CHICAGO -- There is a November 1 midnight deadline for Illinois colleges and universities to deliver a report to Attorney General Lisa Madigan citing the number of sexual assault cases on campus and how they’re handled.
Madigan wants to add an extra layer of security in case the Trump administration rolls back Obama-era guidelines on how universities handled these cases.
U.S Department of Education Secretary Betsy DeVos announced the rollback several months ago but it’s not clear what that means for the thousands of universities across the country.
Madigan estimates that 20 percent of women are assaulted on college campus in some form.
“Time and again we have seen where schools want to act as if this isn’t even happening. And we know that is absolutely not the case," Madigan said.
DeVos has said that her administration would rewrite the rules in an effort to protect both the victims of sexual assault and the accused.
One Chicago mother said more protection is best.
Shamaun Brown's daughter, Osciara Lockwood, 19, came home during spring break of her freshman year at the University of Illinois at Urbana-Champaign and her mother noticed she had lost weight. Back then Osciara said the weight loss was healthy eating. She went back to school but not long after, her mother got a phone call from her daughter that she was in the hospital after taking sleeping pills.
The 19-year-old attempted suicide but survived. She took a few days to recover but was determined to finish off the school year. When she came home that summer, after a lot of pushing and questions from mom, she finally revealed what had happened.

-- Exercise tasks --
**1.** According to the news report on campus sexual assault, what is the deadline for Illinois colleges and universities to send their report to Attorney General Lisa Madigan?
**2.** Please explain, using the news report on campus sexual assault, why Madigan wants these reports from Illinois colleges and universities.

-- The data --
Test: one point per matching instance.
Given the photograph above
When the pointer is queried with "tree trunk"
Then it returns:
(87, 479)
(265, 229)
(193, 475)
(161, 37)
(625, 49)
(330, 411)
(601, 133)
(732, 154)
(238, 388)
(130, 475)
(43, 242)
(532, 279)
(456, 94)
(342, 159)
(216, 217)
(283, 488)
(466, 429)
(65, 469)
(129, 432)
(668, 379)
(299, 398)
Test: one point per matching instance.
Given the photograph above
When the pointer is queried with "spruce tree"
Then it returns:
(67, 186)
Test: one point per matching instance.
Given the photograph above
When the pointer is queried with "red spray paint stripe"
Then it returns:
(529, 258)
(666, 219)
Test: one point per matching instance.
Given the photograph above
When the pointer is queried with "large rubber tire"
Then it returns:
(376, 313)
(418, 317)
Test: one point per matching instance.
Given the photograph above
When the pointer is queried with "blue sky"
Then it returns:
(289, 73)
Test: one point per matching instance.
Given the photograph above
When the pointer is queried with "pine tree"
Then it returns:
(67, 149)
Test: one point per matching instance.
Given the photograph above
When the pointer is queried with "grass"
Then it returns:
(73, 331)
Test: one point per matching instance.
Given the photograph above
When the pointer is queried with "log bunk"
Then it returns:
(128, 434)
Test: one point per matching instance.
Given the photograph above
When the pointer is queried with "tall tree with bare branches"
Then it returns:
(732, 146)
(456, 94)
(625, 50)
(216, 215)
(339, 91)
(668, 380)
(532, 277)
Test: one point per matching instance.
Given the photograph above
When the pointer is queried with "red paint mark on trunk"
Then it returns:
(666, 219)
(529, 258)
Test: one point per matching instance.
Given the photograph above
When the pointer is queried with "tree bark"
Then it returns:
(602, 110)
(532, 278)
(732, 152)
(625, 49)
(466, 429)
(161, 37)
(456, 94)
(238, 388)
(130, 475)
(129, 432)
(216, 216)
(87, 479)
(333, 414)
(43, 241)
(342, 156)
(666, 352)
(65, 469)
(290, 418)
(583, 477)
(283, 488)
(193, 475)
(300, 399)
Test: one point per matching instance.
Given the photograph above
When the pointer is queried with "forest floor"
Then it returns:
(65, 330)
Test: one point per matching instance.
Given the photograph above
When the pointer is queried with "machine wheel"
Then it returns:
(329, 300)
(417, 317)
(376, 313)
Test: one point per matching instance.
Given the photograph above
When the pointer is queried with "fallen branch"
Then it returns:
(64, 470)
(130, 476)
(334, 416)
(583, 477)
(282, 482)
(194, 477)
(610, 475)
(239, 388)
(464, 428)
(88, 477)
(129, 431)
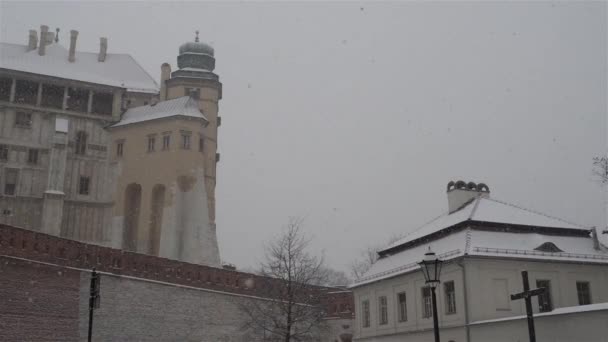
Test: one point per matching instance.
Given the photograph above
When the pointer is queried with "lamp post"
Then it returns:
(431, 268)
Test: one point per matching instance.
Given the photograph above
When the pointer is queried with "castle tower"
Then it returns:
(195, 77)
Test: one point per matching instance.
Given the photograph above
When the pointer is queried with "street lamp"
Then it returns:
(431, 268)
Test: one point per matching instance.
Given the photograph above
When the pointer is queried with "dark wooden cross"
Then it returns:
(527, 295)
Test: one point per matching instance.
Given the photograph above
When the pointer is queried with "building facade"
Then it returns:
(62, 116)
(485, 244)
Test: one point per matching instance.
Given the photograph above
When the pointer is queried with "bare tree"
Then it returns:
(600, 168)
(295, 310)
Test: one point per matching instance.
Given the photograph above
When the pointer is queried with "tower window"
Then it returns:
(584, 292)
(23, 120)
(81, 142)
(119, 148)
(450, 297)
(544, 299)
(186, 141)
(3, 152)
(32, 156)
(10, 181)
(166, 142)
(151, 143)
(83, 189)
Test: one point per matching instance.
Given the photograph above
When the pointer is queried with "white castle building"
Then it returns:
(485, 244)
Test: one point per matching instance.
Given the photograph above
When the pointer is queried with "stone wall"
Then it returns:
(44, 285)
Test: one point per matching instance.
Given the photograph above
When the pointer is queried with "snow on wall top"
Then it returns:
(185, 106)
(487, 210)
(118, 70)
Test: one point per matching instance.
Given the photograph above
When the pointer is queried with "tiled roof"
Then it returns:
(118, 70)
(184, 106)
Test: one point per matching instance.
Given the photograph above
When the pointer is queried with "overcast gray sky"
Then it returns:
(356, 115)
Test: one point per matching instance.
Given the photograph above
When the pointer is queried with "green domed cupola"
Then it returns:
(195, 59)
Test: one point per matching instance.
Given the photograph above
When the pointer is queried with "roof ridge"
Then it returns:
(535, 212)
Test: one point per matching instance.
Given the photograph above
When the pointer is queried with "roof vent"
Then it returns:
(460, 193)
(548, 247)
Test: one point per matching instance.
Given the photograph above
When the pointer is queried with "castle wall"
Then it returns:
(44, 293)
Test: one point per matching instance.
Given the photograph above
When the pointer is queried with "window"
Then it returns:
(402, 307)
(81, 143)
(83, 189)
(427, 305)
(23, 120)
(3, 152)
(365, 308)
(450, 297)
(383, 310)
(166, 142)
(544, 299)
(151, 143)
(186, 141)
(32, 156)
(10, 182)
(119, 148)
(201, 144)
(584, 292)
(5, 88)
(26, 92)
(52, 96)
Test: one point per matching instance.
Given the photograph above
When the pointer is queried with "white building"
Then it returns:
(485, 244)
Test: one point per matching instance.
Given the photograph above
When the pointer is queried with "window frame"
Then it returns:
(587, 294)
(426, 302)
(86, 189)
(366, 320)
(401, 307)
(450, 297)
(19, 121)
(546, 295)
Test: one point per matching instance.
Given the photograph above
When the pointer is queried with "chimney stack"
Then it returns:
(103, 48)
(73, 37)
(165, 74)
(32, 43)
(461, 193)
(43, 34)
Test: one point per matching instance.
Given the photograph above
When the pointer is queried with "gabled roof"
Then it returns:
(486, 210)
(118, 70)
(488, 228)
(181, 106)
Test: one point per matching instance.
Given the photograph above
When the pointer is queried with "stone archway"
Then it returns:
(156, 218)
(132, 208)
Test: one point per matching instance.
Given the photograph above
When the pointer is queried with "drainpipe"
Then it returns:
(466, 301)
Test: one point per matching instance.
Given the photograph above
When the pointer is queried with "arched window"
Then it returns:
(81, 142)
(156, 218)
(131, 216)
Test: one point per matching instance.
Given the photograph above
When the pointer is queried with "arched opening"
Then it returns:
(156, 217)
(81, 142)
(131, 216)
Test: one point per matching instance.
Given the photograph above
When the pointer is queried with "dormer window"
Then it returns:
(548, 247)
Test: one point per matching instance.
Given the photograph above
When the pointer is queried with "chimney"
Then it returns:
(165, 74)
(461, 193)
(32, 43)
(73, 37)
(103, 48)
(43, 34)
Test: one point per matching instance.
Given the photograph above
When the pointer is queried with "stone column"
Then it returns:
(52, 208)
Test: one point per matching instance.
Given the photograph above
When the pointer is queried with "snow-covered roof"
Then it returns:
(181, 106)
(559, 311)
(477, 238)
(118, 70)
(484, 209)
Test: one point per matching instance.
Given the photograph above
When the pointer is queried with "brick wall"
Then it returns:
(143, 298)
(38, 302)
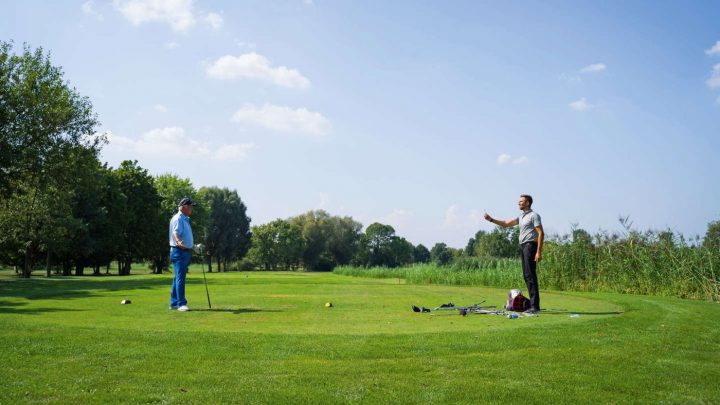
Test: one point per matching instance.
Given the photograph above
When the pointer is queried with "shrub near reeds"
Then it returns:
(636, 264)
(463, 271)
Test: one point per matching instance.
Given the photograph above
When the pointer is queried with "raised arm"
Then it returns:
(504, 224)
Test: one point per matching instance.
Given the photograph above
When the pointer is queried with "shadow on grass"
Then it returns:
(564, 312)
(71, 288)
(13, 308)
(234, 311)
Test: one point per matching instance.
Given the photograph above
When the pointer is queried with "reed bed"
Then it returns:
(635, 264)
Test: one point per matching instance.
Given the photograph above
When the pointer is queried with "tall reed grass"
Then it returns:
(633, 264)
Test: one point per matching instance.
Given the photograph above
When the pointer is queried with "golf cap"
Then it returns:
(186, 201)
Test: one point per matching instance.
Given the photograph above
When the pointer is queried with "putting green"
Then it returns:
(285, 303)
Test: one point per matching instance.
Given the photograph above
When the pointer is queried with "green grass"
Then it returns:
(68, 340)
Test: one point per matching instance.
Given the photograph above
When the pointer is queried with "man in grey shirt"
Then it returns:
(531, 239)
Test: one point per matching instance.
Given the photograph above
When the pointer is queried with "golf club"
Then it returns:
(202, 261)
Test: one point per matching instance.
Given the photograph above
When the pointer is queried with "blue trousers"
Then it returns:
(180, 260)
(527, 251)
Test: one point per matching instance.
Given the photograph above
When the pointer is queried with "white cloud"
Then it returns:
(236, 151)
(572, 79)
(243, 44)
(172, 141)
(89, 8)
(283, 119)
(457, 218)
(596, 67)
(714, 80)
(324, 197)
(504, 158)
(255, 66)
(715, 50)
(581, 105)
(179, 14)
(215, 20)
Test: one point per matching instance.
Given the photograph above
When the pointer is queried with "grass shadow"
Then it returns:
(234, 311)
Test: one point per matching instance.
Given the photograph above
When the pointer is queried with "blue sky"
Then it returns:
(419, 114)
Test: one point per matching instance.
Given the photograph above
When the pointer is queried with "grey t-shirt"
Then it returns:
(528, 221)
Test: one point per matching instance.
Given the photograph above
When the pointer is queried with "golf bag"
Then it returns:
(516, 301)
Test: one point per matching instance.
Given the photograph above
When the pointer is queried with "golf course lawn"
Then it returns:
(270, 339)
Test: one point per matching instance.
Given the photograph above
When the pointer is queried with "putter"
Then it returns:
(199, 246)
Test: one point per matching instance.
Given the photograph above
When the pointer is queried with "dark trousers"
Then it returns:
(527, 252)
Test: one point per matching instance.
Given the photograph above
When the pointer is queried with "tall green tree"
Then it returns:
(501, 242)
(712, 236)
(140, 236)
(42, 119)
(441, 254)
(421, 254)
(277, 244)
(227, 233)
(375, 247)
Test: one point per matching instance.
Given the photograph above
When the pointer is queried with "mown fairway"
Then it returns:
(69, 340)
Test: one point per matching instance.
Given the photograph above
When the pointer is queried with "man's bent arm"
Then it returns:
(541, 237)
(504, 224)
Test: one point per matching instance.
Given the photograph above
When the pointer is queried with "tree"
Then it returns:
(42, 120)
(227, 233)
(581, 236)
(472, 243)
(501, 242)
(41, 116)
(421, 254)
(712, 236)
(440, 254)
(140, 234)
(278, 243)
(402, 252)
(375, 246)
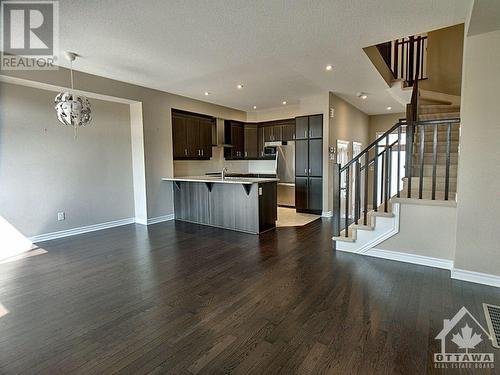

-- Task-by-task answers --
**1.** Midnight on November 1.

**2.** Madigan wants an extra layer of security in case the Trump administration rolls back Obama-era guidelines on how universities handle sexual assault cases. Education Secretary Betsy DeVos announced that rollback several months earlier, but it is unclear what it means for universities.